■ **Excerpted passage**
- - - - -
= Moule & Polyzoides =

Moule & Polyzoides, Architects and Urbanists is an architecture and urban planning firm based out of Pasadena, CA founded in 1990 by partners Elizabeth Moule & Stefanos Polyzoides.

== Background ==
The firm was founded "to address the emerging challenge of our time: creating timeless and sustainable buildings, campuses, neighborhoods and towns for current and future generations." Moule & Polyzoides is often sought after for their work in both rethinking urban centers as well as creating residential complexes centered around courtyards.

The firm's Pasadena office is located in a building previously occupied by Wallace Neff and Frederick Ruppel which Neff designed in the late 1920s and Moule & Polyzoides rehabilitated in 1998.

In 2015 Moule & Polyzoides was honored by The Institute of Classical Architecture and Art for excellence in the classical tradition with the 2015 Arthur Ross Award for Community Design and City Planning. The firm was also recognized at the 2015 CNU Charter Awards for 30 Years of Scripps College Campus Stewardship.

==Principles==
In 1991, firm partners Elizabeth Moule and Stefanos Polyzoides were part of a group of architects and urbanists invited by the Local Government Commission to develop a set of community principles for land use planning along with a panel of architects, called the Ahwahnee Principles.

Building upon their work for the LGC, Moule and Polyzoides (along with Peter Calthorpe, Andrés Duany, Elizabeth Plater-Zyberk, and Daniel Solomon) co-founded the Chicago-based Congress for the New Urbanism in 1993 to further urbanist advocacy domestically and abroad and was the first to articulate many of the ideas that now pervade planning in many cities. Since its founding, the CNU has grown to more than 3,000 members, and is the leading international organization promoting New Urbanist design principles through education, legislation, planning, and architectural practice.
- - - - -
■ **Record extracts**
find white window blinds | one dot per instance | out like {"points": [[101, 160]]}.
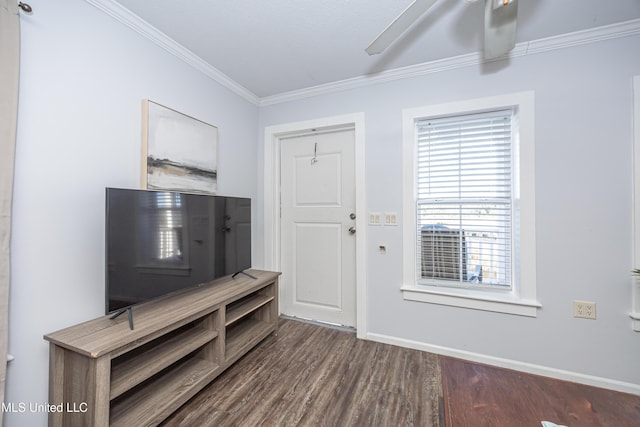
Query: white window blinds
{"points": [[464, 200]]}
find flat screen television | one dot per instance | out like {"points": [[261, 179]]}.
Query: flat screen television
{"points": [[160, 242]]}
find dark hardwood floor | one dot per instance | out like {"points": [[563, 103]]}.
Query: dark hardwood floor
{"points": [[484, 396], [312, 375]]}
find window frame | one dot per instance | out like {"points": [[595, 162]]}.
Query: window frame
{"points": [[521, 299]]}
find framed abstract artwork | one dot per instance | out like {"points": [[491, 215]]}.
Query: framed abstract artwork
{"points": [[179, 152]]}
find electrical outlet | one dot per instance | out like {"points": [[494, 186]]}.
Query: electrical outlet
{"points": [[584, 309], [390, 218]]}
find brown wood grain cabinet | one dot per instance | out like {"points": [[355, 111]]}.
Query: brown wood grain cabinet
{"points": [[103, 373]]}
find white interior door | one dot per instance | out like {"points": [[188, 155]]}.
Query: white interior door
{"points": [[318, 258]]}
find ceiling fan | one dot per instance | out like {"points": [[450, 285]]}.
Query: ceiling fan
{"points": [[500, 18]]}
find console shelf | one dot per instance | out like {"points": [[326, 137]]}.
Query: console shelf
{"points": [[111, 375]]}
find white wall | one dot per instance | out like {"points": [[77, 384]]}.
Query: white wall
{"points": [[83, 77], [583, 188]]}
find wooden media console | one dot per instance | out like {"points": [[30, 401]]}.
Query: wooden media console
{"points": [[103, 373]]}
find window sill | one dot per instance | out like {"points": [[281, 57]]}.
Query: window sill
{"points": [[472, 299]]}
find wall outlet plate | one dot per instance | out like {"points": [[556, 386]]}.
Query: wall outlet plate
{"points": [[390, 218], [584, 309]]}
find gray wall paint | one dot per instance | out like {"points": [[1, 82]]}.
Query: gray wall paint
{"points": [[84, 76], [83, 79], [583, 189]]}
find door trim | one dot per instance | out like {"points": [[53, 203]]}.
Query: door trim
{"points": [[272, 137]]}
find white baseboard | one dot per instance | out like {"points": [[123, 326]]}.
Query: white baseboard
{"points": [[510, 364]]}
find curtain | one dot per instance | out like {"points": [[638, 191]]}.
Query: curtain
{"points": [[9, 72]]}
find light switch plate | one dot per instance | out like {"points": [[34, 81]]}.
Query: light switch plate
{"points": [[375, 218]]}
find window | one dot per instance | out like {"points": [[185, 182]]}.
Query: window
{"points": [[470, 204]]}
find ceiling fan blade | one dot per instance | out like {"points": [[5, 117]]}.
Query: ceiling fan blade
{"points": [[499, 28], [399, 26]]}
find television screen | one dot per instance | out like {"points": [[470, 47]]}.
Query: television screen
{"points": [[161, 242]]}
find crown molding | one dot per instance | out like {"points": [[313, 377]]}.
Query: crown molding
{"points": [[142, 27], [594, 35]]}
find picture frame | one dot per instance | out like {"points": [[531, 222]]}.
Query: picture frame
{"points": [[179, 152]]}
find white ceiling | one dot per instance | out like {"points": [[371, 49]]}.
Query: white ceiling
{"points": [[276, 46]]}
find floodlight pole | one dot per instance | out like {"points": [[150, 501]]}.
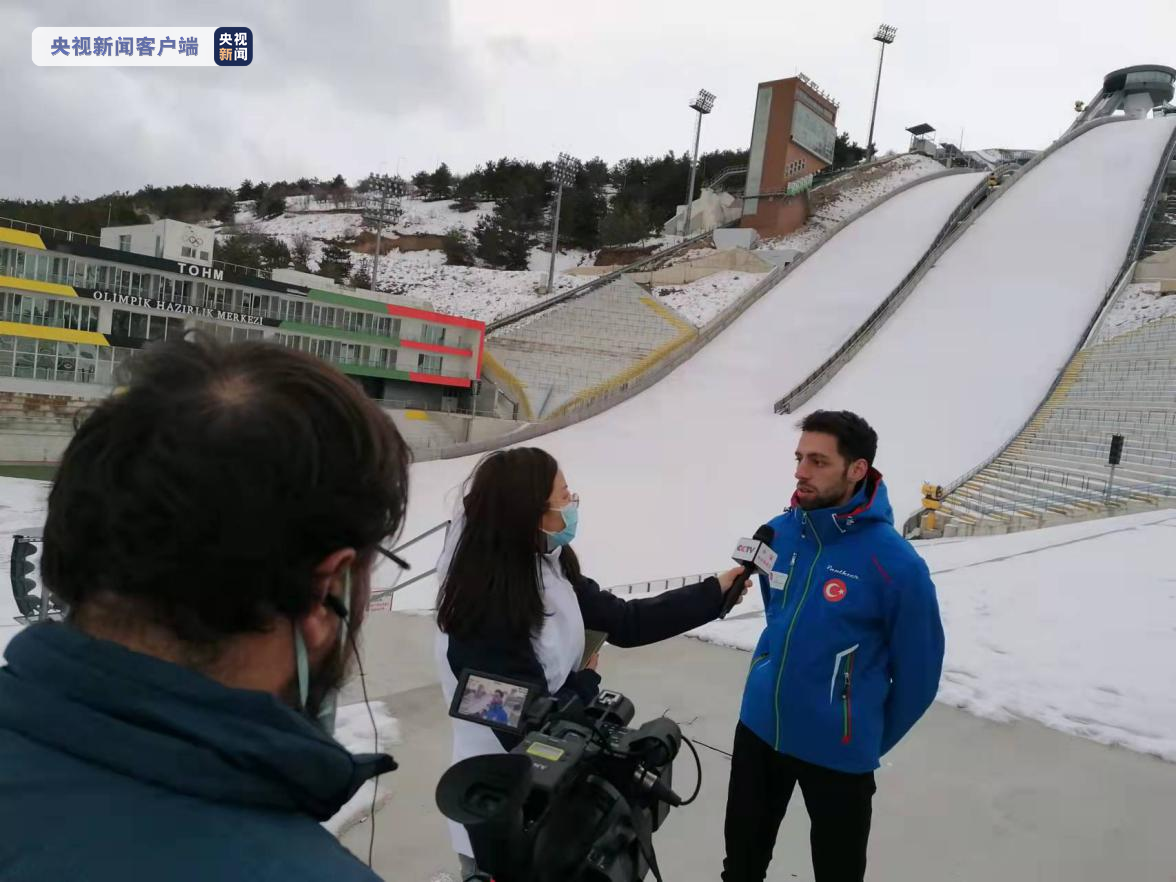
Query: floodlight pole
{"points": [[562, 174], [702, 104], [884, 37], [387, 187]]}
- - - - -
■ **Your tasks**
a - Summarize the article on Moule & Polyzoides in two sentences.
b - Edit the article on Moule & Polyzoides by writing out the part starting with "The firm's Pasadena" and going on through "College Campus Stewardship.", with "rehabilitated" changed to "restored".
c - Pick up the article on Moule & Polyzoides where it stops and keep it going.
The listing is separate material and has nothing to do with the article on Moule & Polyzoides.

■ **Answers given**
a - Moule & Polyzoides is a Pasadena, CA, architecture and urban planning firm that Elizabeth Moule and Stefanos Polyzoides founded in 1990, and it is often sought after for rethinking urban centers and creating residential complexes centered around courtyards. Its partners helped develop the Ahwahnee Principles in 1991 and co-founded the Congress for the New Urbanism in 1993, and the firm won the 2015 Arthur Ross Award for Community Design and City Planning.

b -
The firm's Pasadena office is located in a building previously occupied by Wallace Neff and Frederick Ruppel which Neff designed in the late 1920s and Moule & Polyzoides restored in 1998.

In 2015 Moule & Polyzoides was honored by The Institute of Classical Architecture and Art for excellence in the classical tradition with the 2015 Arthur Ross Award for Community Design and City Planning. The firm was also recognized at the 2015 CNU Charter Awards for 30 Years of Scripps College Campus Stewardship.

c -
== Projects ==
- Natural Resources Defense Council Robert Redford Building (2003) – The LEED Platinum certified Santa Monica, CA offices of the NRDC which is often called “the greenest building in America.”
- Del Mar Station (2006) – An award-winning transit-oriented development in Pasadena, CA
- Civano New Town (2001) – A sustainably planned neighborhood located near Tucson, Arizona
- The Seven Fountains (2002) – At the time of completion, the first new courtyard complex built in Los Angeles in 70 years. The project was also selected to receive the 2002 Charter Award from the Congress for the New Urbanism.
- Playhouse Plaza (2014) – A 145,000-square foot mixed-use development located in Pasadena's historic Playhouse District
- New College of Florida Master Plan (2008) - Sarasota, Florida
- Gartz Court (1984) – A joint project commissioned by Pasadena Heritage and the City of Pasadena engaged Moule & Polyzoides to design the restoration and expansion of historic Gartz Court, which also included moving the structures almost three miles from their original location.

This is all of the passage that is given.